EXTRACT:
## START

The sad thing is now I think his owners will be keeping him. And he will continue to be just a pasture pony.

Also can you critique a young pony at 6 months old? I know that horses can grow through gawky stages so wondering if you can tell from a young pony what his conformation should ultimately turn out into?


----------



## Jill (Jul 21, 2009)

Bonny ---

Here is a link that goes over some basics on conformation and on page 4, it illustrates ewe neck with sketches:

http://imsonline.tamu.edu/Courses/Samples/...ocs/8893BST.pdf

I'm sorry he's not getting to come home with you.

Jill


----------



## Bonny (Jul 21, 2009)

Jill thanks Its hard I am still learning.

I did take a quick pic of Bonny if yall will critique her from this pic, she was turning towards me so her front isnt square.

And she is 4 month out of foaling so she is not back to condition yet.






Thanks yall this helps me learn so much


----------



## muffntuf (Jul 21, 2009)

I will agree confirmation is confirmation - but in the pony world, its a little different.

## END

PROBLEM TO SOLVE:
From the forum thread on pony conformation, quote the part that opens with the words containing "The sad thing" and closes with "Jill (Jul 21, 2009)".

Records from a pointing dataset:

## START

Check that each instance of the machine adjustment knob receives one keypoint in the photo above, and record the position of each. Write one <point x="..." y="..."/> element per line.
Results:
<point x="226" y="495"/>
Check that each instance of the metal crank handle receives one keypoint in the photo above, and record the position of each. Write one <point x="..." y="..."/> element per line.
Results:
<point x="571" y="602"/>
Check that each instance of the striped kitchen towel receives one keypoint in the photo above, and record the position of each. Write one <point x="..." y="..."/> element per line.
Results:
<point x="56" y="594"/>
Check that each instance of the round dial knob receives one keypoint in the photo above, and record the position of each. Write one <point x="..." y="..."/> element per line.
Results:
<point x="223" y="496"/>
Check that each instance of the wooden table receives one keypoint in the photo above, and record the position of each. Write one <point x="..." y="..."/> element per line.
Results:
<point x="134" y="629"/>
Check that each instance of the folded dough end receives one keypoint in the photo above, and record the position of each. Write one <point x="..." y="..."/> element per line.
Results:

## END

RESPONSE:
The sad thing is now I think his owners will be keeping him. And he will continue to be just a pasture pony.

Also can you critique a young pony at 6 months old? I know that horses can grow through gawky stages so wondering if you can tell from a young pony what his conformation should ultimately turn out into?


----------



## Jill (Jul 21, 2009)